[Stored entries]
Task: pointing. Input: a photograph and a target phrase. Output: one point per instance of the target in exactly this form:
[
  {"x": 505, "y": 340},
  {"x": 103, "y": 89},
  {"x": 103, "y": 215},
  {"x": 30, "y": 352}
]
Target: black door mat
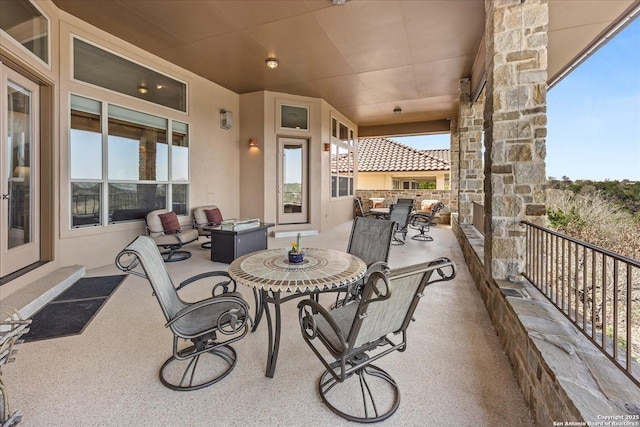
[{"x": 72, "y": 311}]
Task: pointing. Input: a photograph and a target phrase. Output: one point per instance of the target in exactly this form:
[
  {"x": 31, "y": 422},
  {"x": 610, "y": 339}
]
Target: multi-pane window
[
  {"x": 96, "y": 66},
  {"x": 342, "y": 160},
  {"x": 127, "y": 166}
]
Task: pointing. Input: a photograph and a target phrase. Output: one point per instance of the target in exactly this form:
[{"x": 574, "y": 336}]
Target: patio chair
[
  {"x": 210, "y": 324},
  {"x": 410, "y": 202},
  {"x": 358, "y": 211},
  {"x": 165, "y": 230},
  {"x": 348, "y": 339},
  {"x": 400, "y": 214},
  {"x": 206, "y": 216},
  {"x": 370, "y": 240},
  {"x": 423, "y": 222}
]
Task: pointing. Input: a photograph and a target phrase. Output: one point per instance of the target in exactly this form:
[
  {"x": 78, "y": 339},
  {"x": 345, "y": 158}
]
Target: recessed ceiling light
[{"x": 272, "y": 62}]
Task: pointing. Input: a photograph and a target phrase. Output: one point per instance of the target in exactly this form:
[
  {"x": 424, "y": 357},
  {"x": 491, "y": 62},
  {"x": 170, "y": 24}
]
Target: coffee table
[{"x": 227, "y": 245}]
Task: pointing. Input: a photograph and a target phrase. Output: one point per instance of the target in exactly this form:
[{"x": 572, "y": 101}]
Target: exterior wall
[
  {"x": 470, "y": 174},
  {"x": 455, "y": 164},
  {"x": 252, "y": 163},
  {"x": 259, "y": 165},
  {"x": 384, "y": 180},
  {"x": 515, "y": 129},
  {"x": 214, "y": 152},
  {"x": 419, "y": 195},
  {"x": 332, "y": 211}
]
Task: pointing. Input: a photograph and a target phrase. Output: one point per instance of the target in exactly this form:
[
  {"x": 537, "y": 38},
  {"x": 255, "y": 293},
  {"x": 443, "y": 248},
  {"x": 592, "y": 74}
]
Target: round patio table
[{"x": 271, "y": 275}]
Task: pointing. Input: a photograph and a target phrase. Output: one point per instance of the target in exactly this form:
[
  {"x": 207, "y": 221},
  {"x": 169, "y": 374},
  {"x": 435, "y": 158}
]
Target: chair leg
[
  {"x": 182, "y": 373},
  {"x": 173, "y": 255},
  {"x": 422, "y": 236},
  {"x": 376, "y": 400}
]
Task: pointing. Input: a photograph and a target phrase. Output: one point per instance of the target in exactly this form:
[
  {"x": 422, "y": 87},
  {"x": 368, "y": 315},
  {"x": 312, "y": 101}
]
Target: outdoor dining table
[{"x": 275, "y": 280}]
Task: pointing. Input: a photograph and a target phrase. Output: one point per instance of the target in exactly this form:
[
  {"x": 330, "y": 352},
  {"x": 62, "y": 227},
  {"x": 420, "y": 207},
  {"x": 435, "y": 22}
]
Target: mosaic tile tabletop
[{"x": 321, "y": 269}]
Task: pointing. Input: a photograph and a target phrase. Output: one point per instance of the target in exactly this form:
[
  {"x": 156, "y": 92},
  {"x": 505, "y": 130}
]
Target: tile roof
[{"x": 387, "y": 155}]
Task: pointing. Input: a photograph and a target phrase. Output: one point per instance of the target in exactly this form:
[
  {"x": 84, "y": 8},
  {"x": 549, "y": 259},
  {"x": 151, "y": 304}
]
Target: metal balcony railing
[{"x": 596, "y": 289}]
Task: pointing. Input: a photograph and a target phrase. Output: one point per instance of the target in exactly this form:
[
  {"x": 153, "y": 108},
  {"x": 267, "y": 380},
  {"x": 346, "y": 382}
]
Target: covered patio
[
  {"x": 482, "y": 77},
  {"x": 454, "y": 371}
]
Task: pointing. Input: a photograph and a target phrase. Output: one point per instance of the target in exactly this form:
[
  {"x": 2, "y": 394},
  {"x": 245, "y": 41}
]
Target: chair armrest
[
  {"x": 233, "y": 317},
  {"x": 221, "y": 285},
  {"x": 306, "y": 310}
]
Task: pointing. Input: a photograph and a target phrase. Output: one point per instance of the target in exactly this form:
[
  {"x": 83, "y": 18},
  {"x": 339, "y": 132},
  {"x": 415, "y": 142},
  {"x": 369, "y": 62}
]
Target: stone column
[
  {"x": 515, "y": 129},
  {"x": 471, "y": 175},
  {"x": 454, "y": 166}
]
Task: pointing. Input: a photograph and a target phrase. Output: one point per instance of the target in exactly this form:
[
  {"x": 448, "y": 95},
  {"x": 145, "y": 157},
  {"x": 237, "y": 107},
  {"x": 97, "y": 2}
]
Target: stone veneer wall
[
  {"x": 471, "y": 174},
  {"x": 515, "y": 129},
  {"x": 565, "y": 379}
]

YOUR OBJECTIVE
Return the records exactly. Don't carry the pictures over.

EXERCISE ANSWER
Task: pointing. Input: a photograph and a target phrase. Output: one point per instance of the target in exactly this form:
[
  {"x": 505, "y": 340},
  {"x": 103, "y": 89},
  {"x": 103, "y": 215},
  {"x": 30, "y": 352}
]
Target: black door mat
[{"x": 72, "y": 311}]
Task: pointing. Input: a photograph and a target phrase. Output: one point per instance of the target in exactly this form:
[
  {"x": 31, "y": 422},
  {"x": 610, "y": 339}
]
Target: multi-pane window
[
  {"x": 96, "y": 66},
  {"x": 342, "y": 160},
  {"x": 127, "y": 166}
]
Task: pointing. Input: a photograph and a target phrase. Output: one point per instance of the target in exactly this form:
[{"x": 574, "y": 336}]
Target: patio chair
[
  {"x": 210, "y": 324},
  {"x": 410, "y": 202},
  {"x": 358, "y": 211},
  {"x": 165, "y": 230},
  {"x": 348, "y": 339},
  {"x": 400, "y": 214},
  {"x": 206, "y": 216},
  {"x": 370, "y": 240},
  {"x": 423, "y": 222}
]
Task: pointing. Input: a photograph and a target phrase. Output: one point per instance of the target in exactly this form:
[
  {"x": 78, "y": 339},
  {"x": 345, "y": 158}
]
Target: recessed ceiling light
[{"x": 272, "y": 62}]
Task: pointing. Input: a photograph and a target phrase. Output: one point per instance of the target in exactly this form:
[
  {"x": 424, "y": 357},
  {"x": 491, "y": 62},
  {"x": 170, "y": 24}
]
Target: coffee table
[{"x": 227, "y": 245}]
Task: pointing. Input: a photograph and a target phrase. Output: one point per instance of the target in exactly this form:
[{"x": 572, "y": 101}]
Target: exterior wall
[
  {"x": 470, "y": 174},
  {"x": 455, "y": 164},
  {"x": 252, "y": 163},
  {"x": 259, "y": 165},
  {"x": 384, "y": 180},
  {"x": 515, "y": 129},
  {"x": 214, "y": 152},
  {"x": 419, "y": 195},
  {"x": 332, "y": 211}
]
Task: pointing. Input: a photograph and a target phrase. Output: one point per instance of the target in exactly this form:
[
  {"x": 537, "y": 38},
  {"x": 255, "y": 293},
  {"x": 443, "y": 248},
  {"x": 592, "y": 74}
]
Target: round patio table
[{"x": 271, "y": 275}]
Task: pointing. Input: a photograph and a target phrase. Output: one point per instance of the target in exactly this form:
[
  {"x": 207, "y": 221},
  {"x": 169, "y": 374},
  {"x": 435, "y": 158}
]
Target: chair leg
[
  {"x": 182, "y": 373},
  {"x": 173, "y": 255},
  {"x": 422, "y": 236},
  {"x": 376, "y": 400}
]
Task: pointing. Input: a photograph and a target phrase. Output: one point per instance of the target in exactly this form:
[
  {"x": 422, "y": 87},
  {"x": 368, "y": 315},
  {"x": 312, "y": 101}
]
Target: outdoor dining table
[{"x": 275, "y": 280}]
Task: pointing. Input: a photograph and a target phrase. Output: one point per instance of the target in exactly this form:
[
  {"x": 330, "y": 352},
  {"x": 62, "y": 227},
  {"x": 420, "y": 207},
  {"x": 435, "y": 22}
]
Target: mosaic tile tabletop
[{"x": 321, "y": 269}]
Task: pointing. Input: a photograph and a target phrase. Output: one point per instance of the target in exactly this form:
[
  {"x": 156, "y": 92},
  {"x": 505, "y": 130}
]
Target: tile roof
[{"x": 387, "y": 155}]
Task: pointing. Input: a photograph and a target phrase. Output: one point per instance of the target in exactly this form:
[
  {"x": 84, "y": 8},
  {"x": 549, "y": 259},
  {"x": 151, "y": 304}
]
Target: metal balcony railing
[{"x": 596, "y": 289}]
Task: pointing. Input: a photograph and a target phrase. Output: one point per instance of the target in exactly this form:
[
  {"x": 153, "y": 108},
  {"x": 267, "y": 380},
  {"x": 346, "y": 382}
]
Target: covered patio
[
  {"x": 482, "y": 77},
  {"x": 454, "y": 371}
]
Task: pointing. Input: a photograph and a target phrase. Output: one point per instance of the target in exactly this form:
[
  {"x": 2, "y": 394},
  {"x": 245, "y": 41}
]
Target: chair armrest
[
  {"x": 233, "y": 317},
  {"x": 221, "y": 285},
  {"x": 306, "y": 310}
]
Task: pointing. Input: a photograph and a target phrase. Output: one point per instance of the target in exactly this form:
[
  {"x": 83, "y": 18},
  {"x": 339, "y": 132},
  {"x": 415, "y": 142},
  {"x": 369, "y": 62}
]
Target: stone column
[
  {"x": 515, "y": 129},
  {"x": 471, "y": 175},
  {"x": 454, "y": 166}
]
Task: pointing. Input: a photograph and a target phrase. Output: one point per instance of the target in exactly this form:
[
  {"x": 448, "y": 95},
  {"x": 145, "y": 157},
  {"x": 237, "y": 107},
  {"x": 97, "y": 2}
]
Target: stone veneer wall
[
  {"x": 471, "y": 174},
  {"x": 515, "y": 129},
  {"x": 565, "y": 379}
]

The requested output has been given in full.